The helper assumes the Markdown files live under `preprocessing/input_data/processed/PROJECT_NAME/markdown`. Each file is uploaded as a single chunk, extracted, and (optionally) post-processed. The defaults can be overridden with CLI flags:

| Flag | Purpose |
|------|---------|
| `--model` | Embedding model stored on the `Document` node (defaults to `EMBEDDING_MODEL` or `all-MiniLM-L6-v2`). |
| `--token-chunk-size`, `--chunk-overlap`, `--chunks-to-combine` | Forwarded directly to the `/extract` endpoint for chunking control. |
| `--retry-condition`, `--additional-instructions` | Passed through unchanged to reuse UI features. |
| `--post-processing-tasks` | Space-separated list of tasks for `/post_processing` (defaults to enabling hybrid search and chunk similarities). |
| `--skip-post-processing` | Disable the `/post_processing` step entirely. |
| `--env-file` | Load backend credentials from a `.env` file so the command stays short. |

All responses are checked for a `status` of `"Success"`; a non-success result or HTTP error raises a descriptive exception so failures become visible in CI and automation pipelines. The script also logs progress, making it easy to follow along when large batches are processed.

Because the backend still enforces that local files originate in `backend/merged_files`, the upload step continues to use the standard `/upload` endpoint. No extra symlinks or directory changes are necessary—the helper simply streams each Markdown file from the preprocessing directory straight to the backend.

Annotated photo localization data
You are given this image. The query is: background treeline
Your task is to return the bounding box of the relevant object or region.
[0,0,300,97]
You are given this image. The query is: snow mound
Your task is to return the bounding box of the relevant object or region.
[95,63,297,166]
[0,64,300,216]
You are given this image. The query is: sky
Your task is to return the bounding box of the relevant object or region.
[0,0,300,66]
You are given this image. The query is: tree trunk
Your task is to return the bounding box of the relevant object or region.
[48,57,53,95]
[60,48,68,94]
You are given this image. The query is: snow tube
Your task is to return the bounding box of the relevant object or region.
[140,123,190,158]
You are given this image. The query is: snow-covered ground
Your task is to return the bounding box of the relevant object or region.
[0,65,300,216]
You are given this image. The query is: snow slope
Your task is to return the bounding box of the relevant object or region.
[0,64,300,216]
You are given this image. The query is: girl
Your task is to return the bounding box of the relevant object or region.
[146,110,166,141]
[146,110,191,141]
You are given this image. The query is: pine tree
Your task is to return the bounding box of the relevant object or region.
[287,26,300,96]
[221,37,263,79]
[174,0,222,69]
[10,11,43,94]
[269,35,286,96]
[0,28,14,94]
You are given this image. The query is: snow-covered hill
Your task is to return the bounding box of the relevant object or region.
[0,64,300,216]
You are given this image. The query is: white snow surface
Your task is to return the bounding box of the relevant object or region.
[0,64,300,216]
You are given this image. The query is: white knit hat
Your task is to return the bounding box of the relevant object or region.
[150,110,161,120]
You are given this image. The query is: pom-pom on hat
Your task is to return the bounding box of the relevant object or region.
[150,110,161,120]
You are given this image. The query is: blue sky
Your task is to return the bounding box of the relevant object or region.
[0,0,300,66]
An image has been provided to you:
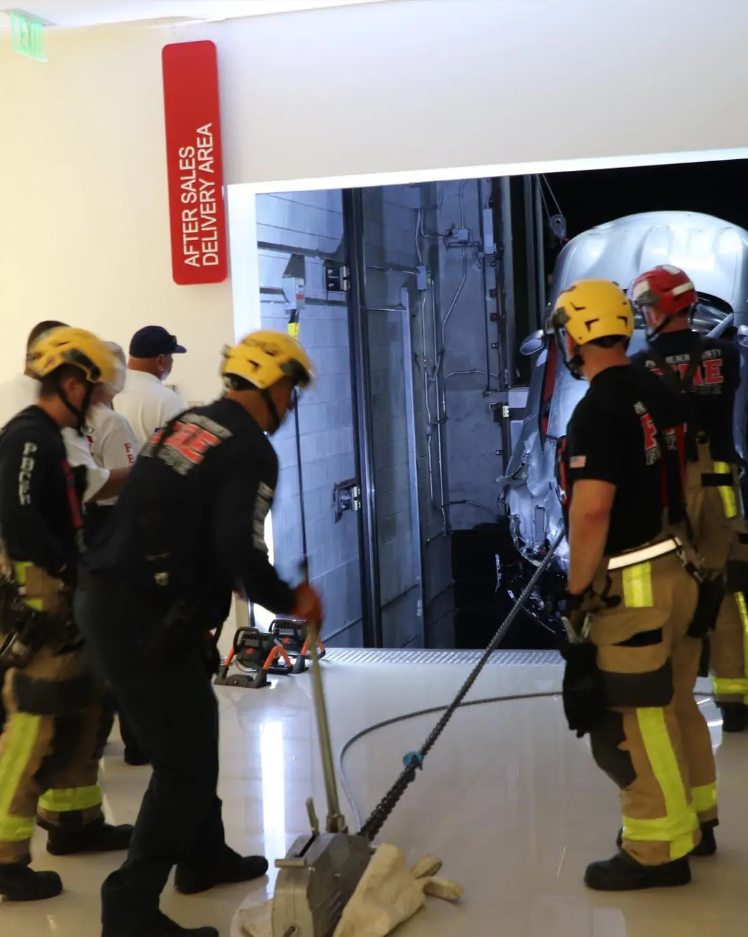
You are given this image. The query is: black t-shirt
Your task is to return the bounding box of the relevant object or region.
[83,398,294,624]
[631,329,740,463]
[564,365,684,556]
[0,406,81,575]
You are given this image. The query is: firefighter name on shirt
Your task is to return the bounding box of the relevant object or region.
[647,348,725,394]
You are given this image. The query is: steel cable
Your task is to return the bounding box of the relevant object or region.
[360,531,564,840]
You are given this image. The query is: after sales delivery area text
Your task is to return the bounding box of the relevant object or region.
[179,122,220,267]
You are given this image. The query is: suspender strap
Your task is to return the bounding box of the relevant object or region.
[138,413,183,587]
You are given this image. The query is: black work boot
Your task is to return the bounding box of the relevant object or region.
[718,703,748,732]
[0,862,62,901]
[125,745,150,768]
[45,817,133,856]
[691,823,717,856]
[616,823,717,857]
[174,846,268,895]
[101,913,218,937]
[584,852,691,891]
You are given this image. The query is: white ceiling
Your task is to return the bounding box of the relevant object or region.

** What to do **
Decide whether each statement agrees with the page text, answering yes or no and quoting the words that settle it: (a) Each Markdown file is uploaded as a single chunk. (b) The upload step uses a new endpoint in place of `/upload`. (c) The helper requires extra symlinks to reach the preprocessing directory. Answer using only the page text.

** Solved exercise **
(a) Yes: "Each file is uploaded as a single chunk"
(b) No: "the upload step continues to use the standard `/upload` endpoint"
(c) No: "No extra symlinks or directory changes are necessary"